§ EXTRACTED MATERIAL:

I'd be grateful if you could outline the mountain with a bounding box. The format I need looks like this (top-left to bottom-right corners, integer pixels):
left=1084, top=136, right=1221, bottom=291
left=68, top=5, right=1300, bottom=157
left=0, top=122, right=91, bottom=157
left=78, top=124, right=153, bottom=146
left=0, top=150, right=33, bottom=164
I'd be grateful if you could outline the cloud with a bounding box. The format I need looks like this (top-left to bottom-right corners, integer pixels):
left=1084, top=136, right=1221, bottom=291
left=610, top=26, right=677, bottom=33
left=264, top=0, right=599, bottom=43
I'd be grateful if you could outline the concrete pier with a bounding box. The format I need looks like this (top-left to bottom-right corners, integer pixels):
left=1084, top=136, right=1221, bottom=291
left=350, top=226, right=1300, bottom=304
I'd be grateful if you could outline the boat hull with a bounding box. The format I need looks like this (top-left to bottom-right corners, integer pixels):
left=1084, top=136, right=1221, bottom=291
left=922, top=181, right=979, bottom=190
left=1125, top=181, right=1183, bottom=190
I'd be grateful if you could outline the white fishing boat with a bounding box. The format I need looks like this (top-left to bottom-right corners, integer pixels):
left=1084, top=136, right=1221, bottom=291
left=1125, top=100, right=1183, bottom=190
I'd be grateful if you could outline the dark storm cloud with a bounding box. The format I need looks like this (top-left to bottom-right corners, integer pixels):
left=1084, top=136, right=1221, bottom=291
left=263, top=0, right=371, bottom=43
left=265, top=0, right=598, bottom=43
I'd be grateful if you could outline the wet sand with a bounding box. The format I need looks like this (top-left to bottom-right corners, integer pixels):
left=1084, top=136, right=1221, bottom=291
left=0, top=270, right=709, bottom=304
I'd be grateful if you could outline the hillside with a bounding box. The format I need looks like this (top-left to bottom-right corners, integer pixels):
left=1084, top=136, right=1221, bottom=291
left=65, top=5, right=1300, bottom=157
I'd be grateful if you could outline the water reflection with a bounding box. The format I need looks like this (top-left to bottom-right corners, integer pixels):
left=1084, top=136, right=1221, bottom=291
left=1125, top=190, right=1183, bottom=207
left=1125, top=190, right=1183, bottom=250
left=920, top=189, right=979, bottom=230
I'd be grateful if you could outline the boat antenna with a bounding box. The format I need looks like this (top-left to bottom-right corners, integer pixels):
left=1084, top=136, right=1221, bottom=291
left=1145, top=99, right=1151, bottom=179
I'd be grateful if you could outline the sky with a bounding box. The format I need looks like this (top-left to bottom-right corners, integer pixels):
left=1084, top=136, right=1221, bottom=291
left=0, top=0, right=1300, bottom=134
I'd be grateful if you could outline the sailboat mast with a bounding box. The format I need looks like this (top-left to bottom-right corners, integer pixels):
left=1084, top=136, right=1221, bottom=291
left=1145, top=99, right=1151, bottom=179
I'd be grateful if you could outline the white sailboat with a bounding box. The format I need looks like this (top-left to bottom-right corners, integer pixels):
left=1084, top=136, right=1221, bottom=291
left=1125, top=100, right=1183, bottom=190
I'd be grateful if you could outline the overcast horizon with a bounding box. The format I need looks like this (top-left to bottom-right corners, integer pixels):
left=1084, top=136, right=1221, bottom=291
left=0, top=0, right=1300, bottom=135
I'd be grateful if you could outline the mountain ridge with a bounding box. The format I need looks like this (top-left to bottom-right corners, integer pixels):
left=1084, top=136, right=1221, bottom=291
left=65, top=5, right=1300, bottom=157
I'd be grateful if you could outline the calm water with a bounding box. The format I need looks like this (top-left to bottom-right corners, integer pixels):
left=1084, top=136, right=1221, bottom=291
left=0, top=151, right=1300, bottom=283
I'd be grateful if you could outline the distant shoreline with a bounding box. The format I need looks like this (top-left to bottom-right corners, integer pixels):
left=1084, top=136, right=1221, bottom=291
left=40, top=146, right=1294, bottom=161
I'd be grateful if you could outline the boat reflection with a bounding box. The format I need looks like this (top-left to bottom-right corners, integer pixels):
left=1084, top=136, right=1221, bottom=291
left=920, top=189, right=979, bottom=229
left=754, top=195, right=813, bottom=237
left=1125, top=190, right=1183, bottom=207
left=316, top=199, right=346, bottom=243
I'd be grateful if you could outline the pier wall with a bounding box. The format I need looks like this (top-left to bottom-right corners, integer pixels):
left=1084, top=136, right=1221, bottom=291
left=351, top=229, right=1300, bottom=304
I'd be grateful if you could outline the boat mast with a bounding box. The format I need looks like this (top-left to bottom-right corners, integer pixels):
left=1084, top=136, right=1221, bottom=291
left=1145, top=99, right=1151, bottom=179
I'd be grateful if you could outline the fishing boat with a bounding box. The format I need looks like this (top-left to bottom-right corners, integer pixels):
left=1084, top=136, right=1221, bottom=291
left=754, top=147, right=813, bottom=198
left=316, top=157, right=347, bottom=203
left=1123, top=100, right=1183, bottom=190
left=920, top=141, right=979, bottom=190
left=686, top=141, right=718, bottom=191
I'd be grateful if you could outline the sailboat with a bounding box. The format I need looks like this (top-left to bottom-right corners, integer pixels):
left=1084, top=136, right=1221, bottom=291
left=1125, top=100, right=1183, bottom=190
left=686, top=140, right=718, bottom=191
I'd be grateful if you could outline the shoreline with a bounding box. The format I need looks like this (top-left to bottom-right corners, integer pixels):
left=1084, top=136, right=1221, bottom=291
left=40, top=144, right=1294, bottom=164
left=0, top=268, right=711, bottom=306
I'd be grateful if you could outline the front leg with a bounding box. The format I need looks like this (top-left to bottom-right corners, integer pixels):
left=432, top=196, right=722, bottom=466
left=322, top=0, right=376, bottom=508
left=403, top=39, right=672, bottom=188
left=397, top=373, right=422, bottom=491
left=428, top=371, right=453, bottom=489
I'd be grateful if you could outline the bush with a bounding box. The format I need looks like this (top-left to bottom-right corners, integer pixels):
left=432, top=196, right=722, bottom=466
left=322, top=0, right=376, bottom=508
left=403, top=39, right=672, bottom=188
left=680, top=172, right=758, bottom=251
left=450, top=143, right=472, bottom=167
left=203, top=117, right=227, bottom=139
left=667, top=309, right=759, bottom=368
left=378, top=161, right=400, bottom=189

§ TASK BRIEF:
Reproduce all of the data above line for line, without changing anything.

§ ANSWER TO THE EXERCISE:
I'd be grateful if you could outline the mountain with a bounding box. The format I need looks like this (top-left to bottom-right corners, integer pixels):
left=1084, top=136, right=1221, bottom=291
left=68, top=5, right=1300, bottom=157
left=0, top=122, right=91, bottom=157
left=78, top=124, right=153, bottom=146
left=0, top=150, right=33, bottom=164
I'd be grateful if you could outline the cloud with a bounding box. The format I need looks like this (top-left to bottom-right corners, integer pixels):
left=1084, top=136, right=1221, bottom=291
left=610, top=26, right=677, bottom=33
left=264, top=0, right=599, bottom=43
I'd be grateful if you could outline the concrete pier with a bounding box. The format I need looks like this (top-left to bottom-right corners, integer pixels):
left=1084, top=136, right=1221, bottom=291
left=350, top=226, right=1300, bottom=304
I'd be grateful if you could outline the boat hull with a bounding box. The format I need looks like this (top-left to bottom-right corners, integer pixels):
left=1084, top=136, right=1221, bottom=291
left=922, top=181, right=979, bottom=190
left=1125, top=181, right=1183, bottom=190
I'd be grateful if you could outline the white fishing boat with a bounding box. The format I need looks like this (top-left to bottom-right corners, integer pixels):
left=1084, top=136, right=1221, bottom=291
left=1125, top=100, right=1183, bottom=190
I'd be grateful if you could outline the dark storm cloud with a bounding box. The format I need looks like this (top-left to bottom-right corners, integer pixels):
left=1084, top=136, right=1221, bottom=291
left=263, top=0, right=371, bottom=43
left=265, top=0, right=598, bottom=43
I'd be grateful if you could outline the wet sand with a bounding box. The format I need looks like this (top-left to bottom-right corners, integer pixels):
left=1084, top=136, right=1221, bottom=291
left=0, top=270, right=709, bottom=304
I'd be grateful if you could outline the hillside with a bounding box. The format I need looks like this (top-left to bottom-right corners, integer pixels):
left=1084, top=136, right=1221, bottom=291
left=65, top=5, right=1300, bottom=157
I'd be grateful if you could outline the water reflection with a bounding box. The format I need looks like this (top-left to bottom-right corners, integer pixels):
left=1084, top=136, right=1221, bottom=291
left=1125, top=190, right=1183, bottom=207
left=1125, top=190, right=1183, bottom=250
left=920, top=189, right=979, bottom=230
I'd be grateful if you could outline the boat antenna with a bounding box. The format I need looks like this (top-left to bottom-right corners, integer pixels):
left=1084, top=136, right=1221, bottom=291
left=1145, top=99, right=1151, bottom=179
I'd be grateful if you could outline the sky with a bounding box. The format I need looks like this (top-left to bottom-right corners, integer pixels):
left=1084, top=136, right=1221, bottom=291
left=0, top=0, right=1300, bottom=134
I'd be grateful if you could outline the sailboat mast with a bounding box. The format I need looks like this (top-left to bottom-right corners, integer pixels):
left=1084, top=136, right=1221, bottom=291
left=1145, top=99, right=1151, bottom=179
I'd be grateful if you could outline the white sailboat with a bounding box. The format I need looks like this (top-left to bottom-right corners, integer pixels):
left=1084, top=136, right=1221, bottom=291
left=1125, top=100, right=1183, bottom=190
I'd be grateful if you could outline the overcast horizon with a bounding box. The format I need looks like this (top-left to bottom-right corners, integer pixels):
left=1084, top=136, right=1221, bottom=291
left=0, top=0, right=1300, bottom=135
I'd be grateful if you could outline the mountain ridge with a bounding box. The format I need looks like this (top-left to bottom-right corners, integer pixels):
left=1084, top=136, right=1221, bottom=291
left=65, top=5, right=1300, bottom=157
I'd be grateful if you could outline the calm water with a bounding box. The format I need looks like this (top-left to bottom-right corners, integer pixels):
left=1084, top=136, right=1221, bottom=291
left=0, top=151, right=1300, bottom=283
I'd be grateful if you could outline the distant shoreline with a bounding box. The format I need looks like this (top-left to bottom-right corners, integer pixels):
left=1084, top=136, right=1221, bottom=291
left=40, top=146, right=1294, bottom=161
I'd be grateful if you could outline the boat reflection with a bounding box. The format I need looks like this (top-left to bottom-right corners, integer pixels):
left=1084, top=136, right=1221, bottom=291
left=920, top=189, right=979, bottom=229
left=754, top=195, right=813, bottom=237
left=1125, top=190, right=1183, bottom=207
left=316, top=199, right=346, bottom=243
I'd be grateful if you could outline the pier wall with a bounding box. The format I need looks like this (top-left to bottom-right corners, integer pixels):
left=1084, top=136, right=1221, bottom=291
left=351, top=229, right=1300, bottom=304
I'd be grateful if you could outline the boat mast with a bounding box. The format I need looks like this (top-left to bottom-right corners, integer pixels):
left=1084, top=136, right=1221, bottom=291
left=1145, top=99, right=1151, bottom=179
I'd be grateful if you could outline the fishing boat with a bounding box. The format I need looks like this (top-left to bottom-right corners, integer pixels):
left=1084, top=136, right=1221, bottom=291
left=754, top=147, right=813, bottom=198
left=316, top=157, right=347, bottom=203
left=1123, top=100, right=1183, bottom=190
left=920, top=141, right=979, bottom=190
left=686, top=141, right=718, bottom=191
I'd be grateful if you could outline the sailboat with a bounding box. The format I need looks like this (top-left to bottom-right corners, integer pixels):
left=1084, top=136, right=1221, bottom=291
left=1125, top=100, right=1183, bottom=190
left=686, top=140, right=718, bottom=191
I'd be grateful if you could outline the shoreline with a bounding box. The format I need looks like this (top-left to bottom-right corners, integer pixels):
left=1084, top=136, right=1221, bottom=291
left=40, top=144, right=1294, bottom=164
left=0, top=268, right=711, bottom=306
I'd be grateful if you could outline the front leg with a bounding box. The format I need looks like this (top-left to bottom-right corners, integer pixels):
left=432, top=196, right=722, bottom=466
left=322, top=0, right=376, bottom=508
left=403, top=39, right=672, bottom=188
left=397, top=373, right=422, bottom=491
left=428, top=371, right=453, bottom=489
I'd be grateful if you could outline the bush with a bounding box. The format I need looks like this (top-left to bottom-right corners, integer pixels):
left=432, top=196, right=722, bottom=466
left=322, top=0, right=376, bottom=508
left=403, top=39, right=672, bottom=188
left=680, top=172, right=758, bottom=251
left=450, top=143, right=472, bottom=167
left=203, top=117, right=227, bottom=139
left=667, top=309, right=759, bottom=368
left=378, top=161, right=400, bottom=189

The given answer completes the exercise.